#### GIVEN INFORMATION ####

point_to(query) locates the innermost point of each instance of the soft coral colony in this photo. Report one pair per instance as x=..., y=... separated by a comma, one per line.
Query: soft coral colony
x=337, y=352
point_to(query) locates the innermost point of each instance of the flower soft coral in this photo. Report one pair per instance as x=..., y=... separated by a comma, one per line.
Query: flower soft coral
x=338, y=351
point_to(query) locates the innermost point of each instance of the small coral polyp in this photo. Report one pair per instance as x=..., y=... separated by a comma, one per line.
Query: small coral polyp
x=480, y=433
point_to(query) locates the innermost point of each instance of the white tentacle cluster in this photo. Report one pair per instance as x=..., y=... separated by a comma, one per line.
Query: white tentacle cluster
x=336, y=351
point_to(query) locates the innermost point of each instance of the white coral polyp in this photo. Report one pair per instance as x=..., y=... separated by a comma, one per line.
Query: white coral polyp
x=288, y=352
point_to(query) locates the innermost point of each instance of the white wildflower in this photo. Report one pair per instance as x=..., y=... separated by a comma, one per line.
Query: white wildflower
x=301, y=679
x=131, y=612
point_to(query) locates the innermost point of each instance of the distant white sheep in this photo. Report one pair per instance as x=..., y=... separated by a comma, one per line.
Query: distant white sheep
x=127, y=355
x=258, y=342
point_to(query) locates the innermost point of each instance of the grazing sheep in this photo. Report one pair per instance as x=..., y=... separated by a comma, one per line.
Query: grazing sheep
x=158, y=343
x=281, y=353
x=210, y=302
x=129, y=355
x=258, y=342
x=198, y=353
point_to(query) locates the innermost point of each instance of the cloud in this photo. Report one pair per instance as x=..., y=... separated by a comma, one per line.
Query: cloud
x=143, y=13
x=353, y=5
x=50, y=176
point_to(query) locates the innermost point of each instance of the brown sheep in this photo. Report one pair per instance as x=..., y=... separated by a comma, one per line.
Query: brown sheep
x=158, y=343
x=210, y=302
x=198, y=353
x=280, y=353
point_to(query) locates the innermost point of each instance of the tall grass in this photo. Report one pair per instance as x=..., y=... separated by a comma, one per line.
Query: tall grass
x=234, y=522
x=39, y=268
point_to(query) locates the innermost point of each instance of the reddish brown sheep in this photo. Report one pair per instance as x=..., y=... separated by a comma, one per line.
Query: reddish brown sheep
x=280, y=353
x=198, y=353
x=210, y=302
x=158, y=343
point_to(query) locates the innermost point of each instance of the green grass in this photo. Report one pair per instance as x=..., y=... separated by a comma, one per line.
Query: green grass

####

» **THE REQUEST**
Copy out the material above in its entirety. Every detail must match.

» **COMPLETE RESPONSE**
point_to(query) locates the innermost point of each instance of the soft coral colony in this photo. Report one pair per instance as x=..., y=... separated by a comma, one per line.
Query: soft coral colony
x=337, y=352
point_to(query) locates the innermost point of each instance of the flower soft coral in this photo. Report one pair per instance as x=..., y=... separated by a comma, one per line.
Query: flower soft coral
x=338, y=351
point_to(query) locates the innermost point of each instance of the small coral polyp in this photo. Report one pair per instance as x=..., y=... separated by a comma, one per line.
Query: small coral polyp
x=480, y=433
point_to(query) locates the innermost point of each instance of the white tentacle cluster in this photo. Report one pair per instance as x=..., y=... separated by a comma, one per line.
Query: white tentacle cluster
x=336, y=351
point_to(query) locates the innermost point of each instance of the white coral polyp in this photo. Report one pair per instance as x=..., y=... separated by a comma, one per line.
Query: white coral polyp
x=288, y=352
point_to(query) locates the innermost point of each instance of the white wildflower in this photo. Report one pair per instance as x=..., y=... separated by a comma, one per line.
Query: white wildflower
x=301, y=679
x=131, y=612
point_to(query) locates the innermost point of each instance of the distant white sheep in this photo. Report one pair per instance as x=..., y=... separated by a comma, one per line.
Query: distant white sheep
x=127, y=355
x=258, y=342
point_to(query) locates the innermost point of each instance of the grazing sheep in this photo. Report one pair per instance as x=..., y=... separated by a comma, one per line.
Query: grazing sheep
x=158, y=343
x=281, y=353
x=210, y=302
x=129, y=355
x=258, y=342
x=198, y=353
point_to(query) locates the innermost point of each instance of the cloud in this photo. Report one pair per instance as x=..., y=... separated by a comma, one per line.
Query: cloud
x=143, y=13
x=353, y=5
x=50, y=176
point_to(query) locates the innermost point of each instance of the brown sheep in this photo. Report one pair per instance as x=..., y=... separated by a comma, one per line.
Query: brown sheep
x=158, y=343
x=210, y=302
x=198, y=353
x=280, y=353
point_to(query) locates the innermost point of each instance of the tall grass in this photo. Report one pair per instance as x=..., y=... separated by a comma, one per line.
Query: tall grass
x=234, y=522
x=39, y=268
point_to(query) locates the innermost point of each instance of the reddish brown sheep in this photo. Report one pair per instance as x=..., y=... separated by a comma, one per line.
Query: reddish brown sheep
x=280, y=353
x=198, y=353
x=210, y=302
x=158, y=343
point_to(query) locates the innermost point of each instance of the green grass in this photo. Report one pair per instance as x=..., y=... separated by a comma, one per line.
Query: green grass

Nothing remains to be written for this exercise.